Tasks to carry out
(1) In the transcript on residual connections, condense the list under "Topics Covered" into one sentence that keeps its main points.
(2) Translate this sentence from the transcript on residual connections into Spanish: "When we stack more layers, deeper models often have higher training errors, leading to poor performance on test data as well."
(3) Carry on with the transcript on residual connections for a few more sentences, starting right after its last line.

Selected excerpt
**********

How Residual Connections Are Getting an Upgrade [mHC]
By Jia-Bin Huang
Summary
Topics Covered
- Deeper models can underperform due to training difficulty
- Residual connections solve vanishing gradients via identity shortcuts
- Hyper-connections generalize residuals with learnable feature routing
- Composite feature mixing matrices destabilize deep networks
- Sinkhorn-Knopp algorithm projects matrices to prevent gradient explosion
Full Transcript
The representational power of a deep neural network comes from stacking non-linear layers.
intuitively, deeper models should learn more complex and expressive representations and yield better results.
But, deeper neural networks are more difficult to train.
When we stack more layers, deeper models often have higher training errors, leading to poor performance on test data as well.
This is counterintuitive.
For example, we could construct a deeper model that performs at least as well as the shallow one, by simply duplicating the layers from the shallow network and use additional layers to perform the identity mapping.
So we know the solution exists.
It's just that the optimization is difficult.
To address this issue, researchers introduced the Residual Learning Framework.
Rather than hoping that the layers will directly learn the desire mapping, we explicitly designed them to feed a residual mapping instead.
That is, the difference between the input and the desired output. Here
each layer is a non-linear function with its own parameters W_l.

**********

Information supplied
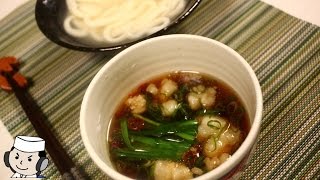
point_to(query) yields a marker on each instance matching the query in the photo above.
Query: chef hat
(29, 144)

**********

Expected answers
(1) Deeper models can underperform because they are hard to train, residual connections fix vanishing gradients with identity shortcuts, hyper-connections add learnable feature routing whose mixing matrices destabilize deep networks, and the Sinkhorn-Knopp algorithm projects those matrices to prevent gradient explosion.

(2) Cuando apilamos más capas, los modelos más profundos suelen tener errores de entrenamiento más altos, lo que también conduce a un rendimiento deficiente en los datos de prueba.

(3)
But why do the residual connections make the training easier?
Let's break it down.
The output of the first layer x2 is the input x1 plus the residual mapping F of x1.
Similarly.
Here's the output of the second layer x3.
We can replace x2 with x1 and the residual mapping F of x1.
Repeating this process recursively, we can represent the feature at any deeper unit L as the feature at any shallow unit, plus a residual function.
These identity mapping ensures that the features can be directly propagated from one unit to any other unit.
This design has a nice backward propagation property.
The gradient at the shallow unit consists of two components.
First, the component that is directly propagated from the deeper unit L, allowing the gradient information to flow directly.
Second, the component that propagates through the intermediate weight layers.
This alleviates the vanishing gradient problem and enables us to trend deeper models.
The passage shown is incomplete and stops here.